Directions for this task: Please copy every line of the records below that holds the word "would".

### Supplied information ###

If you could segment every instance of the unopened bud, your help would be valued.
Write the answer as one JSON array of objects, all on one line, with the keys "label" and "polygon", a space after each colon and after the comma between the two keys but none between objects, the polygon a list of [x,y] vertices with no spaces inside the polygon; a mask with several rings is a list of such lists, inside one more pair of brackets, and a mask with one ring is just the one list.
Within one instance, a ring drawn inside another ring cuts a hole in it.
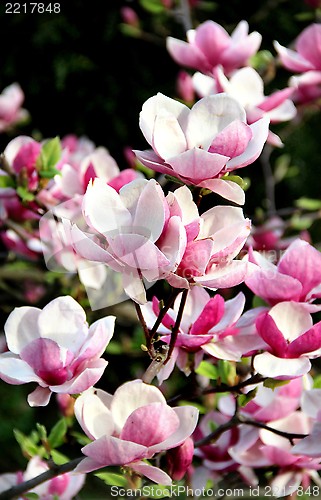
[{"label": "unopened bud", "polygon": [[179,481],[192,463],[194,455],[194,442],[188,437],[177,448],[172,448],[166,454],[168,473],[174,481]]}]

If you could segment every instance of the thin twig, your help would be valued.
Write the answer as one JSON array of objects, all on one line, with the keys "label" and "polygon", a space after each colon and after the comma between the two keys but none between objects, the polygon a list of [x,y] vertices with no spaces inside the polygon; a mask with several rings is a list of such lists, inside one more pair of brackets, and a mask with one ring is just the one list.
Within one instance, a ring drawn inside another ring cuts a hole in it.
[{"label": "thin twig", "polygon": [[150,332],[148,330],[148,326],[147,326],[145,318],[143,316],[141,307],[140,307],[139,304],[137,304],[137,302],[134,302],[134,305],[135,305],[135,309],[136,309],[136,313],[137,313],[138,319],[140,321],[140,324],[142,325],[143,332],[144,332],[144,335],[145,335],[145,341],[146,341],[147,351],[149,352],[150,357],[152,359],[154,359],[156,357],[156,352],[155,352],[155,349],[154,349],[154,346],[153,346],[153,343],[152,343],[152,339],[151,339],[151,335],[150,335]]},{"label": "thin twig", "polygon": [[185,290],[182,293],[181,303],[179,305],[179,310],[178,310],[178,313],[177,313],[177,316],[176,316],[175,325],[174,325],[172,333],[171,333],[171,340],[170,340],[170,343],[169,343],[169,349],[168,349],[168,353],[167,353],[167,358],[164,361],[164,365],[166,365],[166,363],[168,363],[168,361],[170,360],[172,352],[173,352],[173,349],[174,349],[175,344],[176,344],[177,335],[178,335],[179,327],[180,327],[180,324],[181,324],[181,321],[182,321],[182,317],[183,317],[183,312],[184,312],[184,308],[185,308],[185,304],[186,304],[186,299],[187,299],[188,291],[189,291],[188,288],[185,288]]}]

###

Reply to the exercise:
If you could segment every instance of the unopened bud, your help would be valued.
If you could segment every instance of the thin twig, your help would be valued.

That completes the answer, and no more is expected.